What to produce
Render every line of the material below as a JSON list of strings, one string per line, skipping blank lines and leaving out the pictures.

Information given
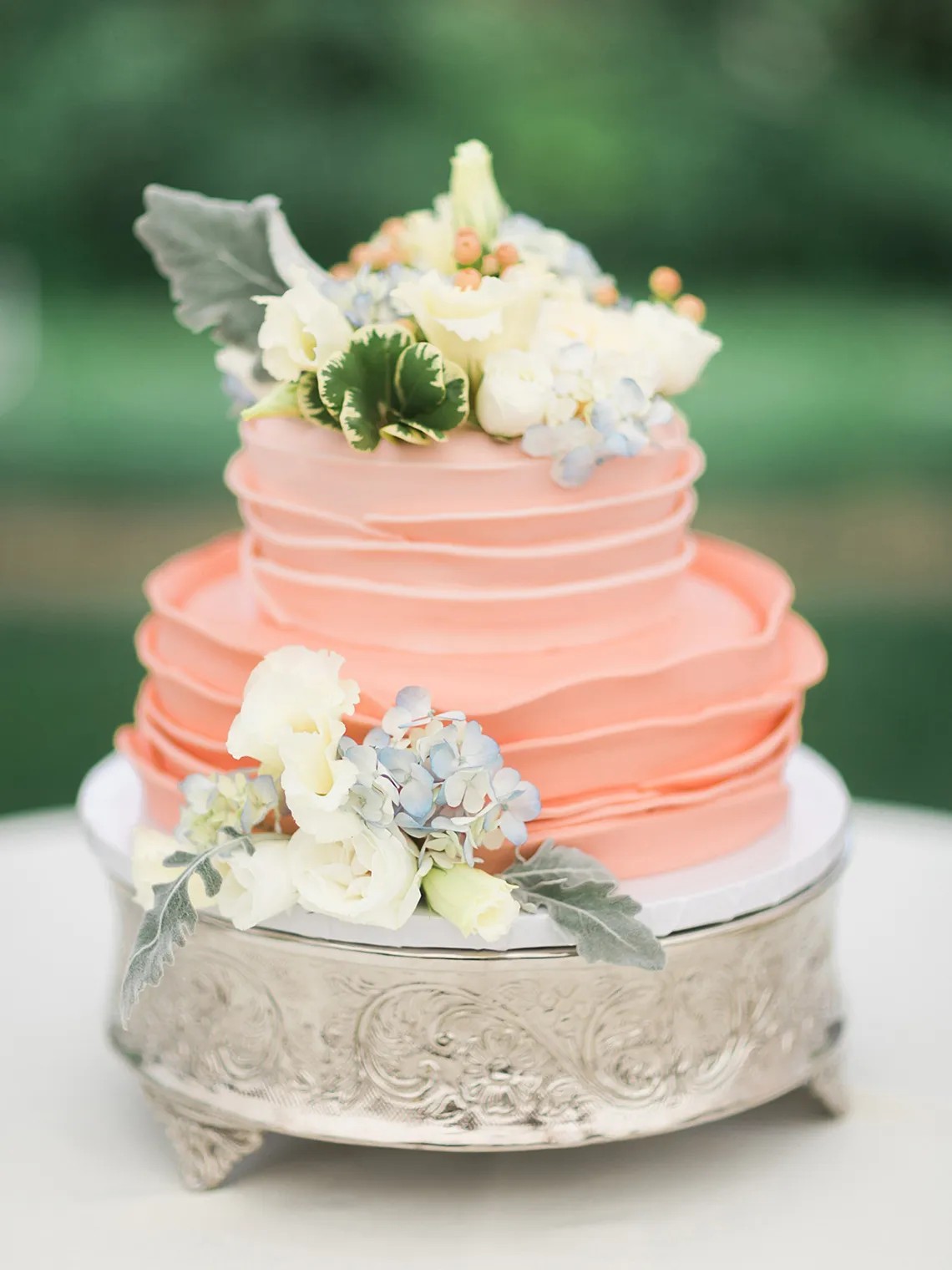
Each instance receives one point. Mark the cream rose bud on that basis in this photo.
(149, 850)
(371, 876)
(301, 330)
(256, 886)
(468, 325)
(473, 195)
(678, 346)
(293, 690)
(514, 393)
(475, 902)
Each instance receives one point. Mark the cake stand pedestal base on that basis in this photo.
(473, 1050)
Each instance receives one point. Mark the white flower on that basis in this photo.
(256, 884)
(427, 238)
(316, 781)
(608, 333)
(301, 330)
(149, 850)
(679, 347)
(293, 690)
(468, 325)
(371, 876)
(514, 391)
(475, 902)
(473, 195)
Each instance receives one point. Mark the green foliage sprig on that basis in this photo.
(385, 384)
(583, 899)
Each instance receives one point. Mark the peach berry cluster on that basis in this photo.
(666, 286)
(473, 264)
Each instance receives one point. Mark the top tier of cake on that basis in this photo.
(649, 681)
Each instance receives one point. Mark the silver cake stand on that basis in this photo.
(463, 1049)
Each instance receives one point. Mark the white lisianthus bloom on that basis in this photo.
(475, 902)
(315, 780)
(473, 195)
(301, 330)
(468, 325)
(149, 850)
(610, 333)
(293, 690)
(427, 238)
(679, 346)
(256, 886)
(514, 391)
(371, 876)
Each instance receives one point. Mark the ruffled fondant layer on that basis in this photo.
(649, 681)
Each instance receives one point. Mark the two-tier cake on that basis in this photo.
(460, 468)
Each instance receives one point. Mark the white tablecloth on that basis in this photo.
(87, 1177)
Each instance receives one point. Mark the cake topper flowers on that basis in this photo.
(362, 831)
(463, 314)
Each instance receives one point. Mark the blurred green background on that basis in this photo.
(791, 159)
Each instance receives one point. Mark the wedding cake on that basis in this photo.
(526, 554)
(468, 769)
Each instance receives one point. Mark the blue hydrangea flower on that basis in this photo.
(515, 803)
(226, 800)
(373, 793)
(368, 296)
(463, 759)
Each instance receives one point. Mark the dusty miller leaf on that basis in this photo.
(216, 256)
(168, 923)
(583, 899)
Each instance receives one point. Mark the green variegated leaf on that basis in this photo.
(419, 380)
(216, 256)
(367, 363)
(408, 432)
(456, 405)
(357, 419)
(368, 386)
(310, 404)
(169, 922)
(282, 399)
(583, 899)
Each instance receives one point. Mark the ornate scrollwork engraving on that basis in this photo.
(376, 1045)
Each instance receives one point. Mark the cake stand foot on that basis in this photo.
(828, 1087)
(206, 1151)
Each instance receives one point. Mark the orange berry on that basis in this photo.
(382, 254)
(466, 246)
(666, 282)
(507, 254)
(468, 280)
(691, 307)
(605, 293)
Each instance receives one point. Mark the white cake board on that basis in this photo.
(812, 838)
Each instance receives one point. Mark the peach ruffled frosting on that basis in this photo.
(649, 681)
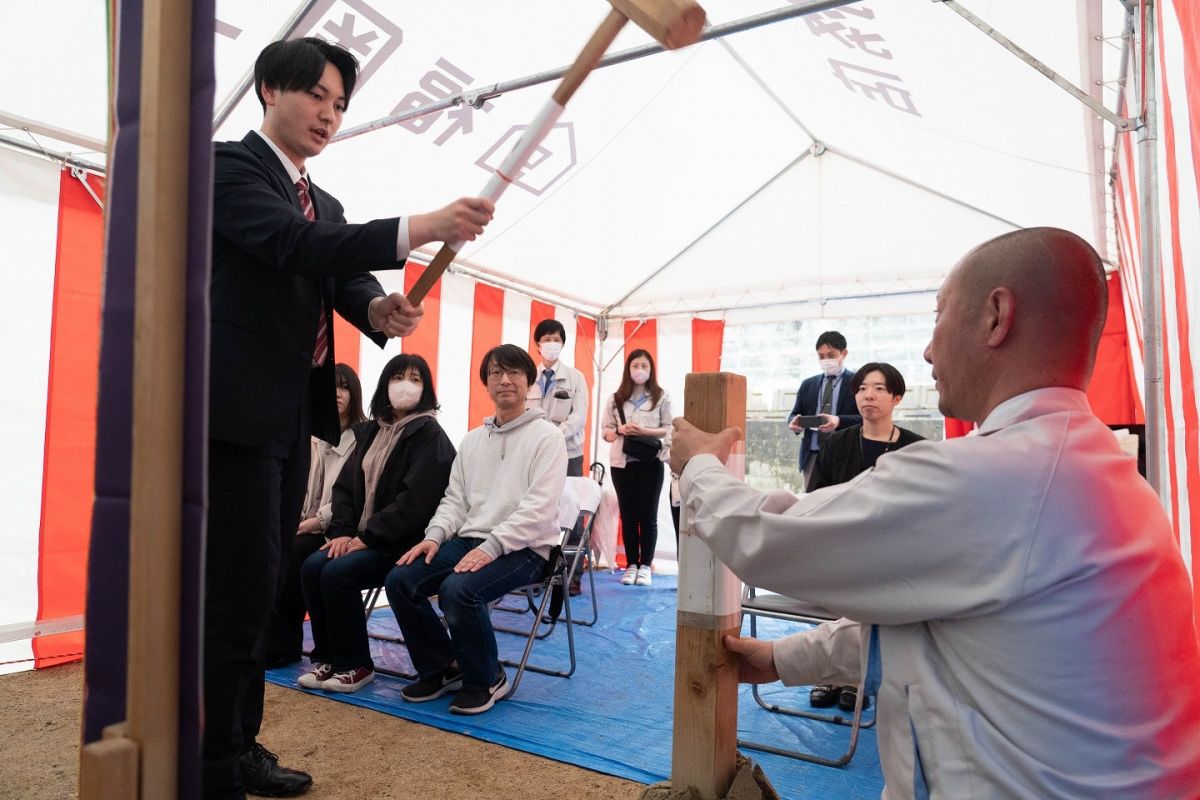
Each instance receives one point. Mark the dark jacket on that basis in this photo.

Task result
[
  "Each instance receives one point. Mark the cream rose bud on that basis in this photo.",
  "(149, 850)",
  "(371, 876)",
  "(301, 330)",
  "(256, 886)",
  "(468, 325)",
  "(473, 195)",
  "(678, 346)",
  "(293, 690)",
  "(514, 393)",
  "(475, 902)",
  "Each instance receives one point. Mark the cake stand pedestal base on that basis in this photo.",
  "(473, 1050)",
  "Each instance receives one point. Mark the white flower on that basis in this photo.",
  "(256, 884)",
  "(427, 238)",
  "(316, 781)",
  "(608, 333)",
  "(301, 330)",
  "(149, 850)",
  "(679, 347)",
  "(293, 690)",
  "(468, 325)",
  "(371, 876)",
  "(514, 391)",
  "(475, 902)",
  "(473, 195)",
  "Each instance receives one point. Mark the green foliage sprig on that basis in this photo.",
  "(385, 384)",
  "(583, 899)",
  "Each instance receives one point. Mark the peach berry cluster on that basis in this photo.",
  "(666, 286)",
  "(473, 264)",
  "Each instance receives one point. Mark the top tier of cake on that basis in this photo.",
  "(649, 681)",
  "Each instance receives one point. Mark the silver cake stand on that basis in this photo.",
  "(463, 1049)",
  "Each instance receives one point. Mark the white lisianthus bloom on that basis in this photo.",
  "(475, 902)",
  "(315, 780)",
  "(473, 195)",
  "(301, 330)",
  "(468, 325)",
  "(149, 850)",
  "(610, 333)",
  "(293, 690)",
  "(427, 238)",
  "(679, 346)",
  "(256, 886)",
  "(514, 391)",
  "(371, 876)",
  "Each instance receives one point. Mark the ruffled fondant layer on that basis in this photo.",
  "(649, 681)",
  "Each instance receives one point. Mark the two-tier cake on that basis in this photo.",
  "(460, 468)",
  "Each instance receives one point. Mark the white tablecloth on that basis in this photo.",
  "(87, 1177)",
  "Each instance receives one point. Mark the cake topper flowers on that basis in this photo.",
  "(362, 831)",
  "(463, 314)",
  "Each instance receives one point. Mark the blurred green background on that basis in this photo.",
  "(791, 159)",
  "Each instance receives one point. Mark the wedding cake on that basis in this photo.",
  "(526, 554)",
  "(468, 769)",
  "Each instance receives one point. Mark the blue hydrangea flower on that basis in this photo.",
  "(515, 803)",
  "(226, 800)",
  "(373, 793)",
  "(368, 296)",
  "(463, 759)",
  "Each instance receives one point. Mark the dusty miller leaf on that basis in this photo.",
  "(216, 256)",
  "(168, 923)",
  "(583, 899)",
  "Each instance receives one point. Mark the green variegated leaf on that basis in this photo.",
  "(419, 380)",
  "(216, 256)",
  "(367, 363)",
  "(408, 432)",
  "(456, 405)",
  "(357, 419)",
  "(368, 386)",
  "(310, 404)",
  "(169, 922)",
  "(282, 399)",
  "(583, 899)",
  "Each instance receives one point. Mark the ornate scrollwork engraving on that basis in this photo.",
  "(376, 1045)",
  "Each instance receives one point. Mark the cake stand foot on that basis in this photo.",
  "(828, 1087)",
  "(206, 1151)",
  "Each instance receives one point. Mark the orange berry on that basis in this photo.",
  "(382, 254)",
  "(466, 246)",
  "(666, 282)",
  "(507, 254)",
  "(468, 280)",
  "(691, 307)",
  "(605, 293)",
  "Each instance receives one point. Mark the white cake board on that basis in this photo.",
  "(812, 838)",
  "Each instance receives one point. Mark the peach ruffled frosting on that basis in this photo.",
  "(649, 681)",
  "Each instance receives one point. Mark the dark jacket on that basis in this photo."
]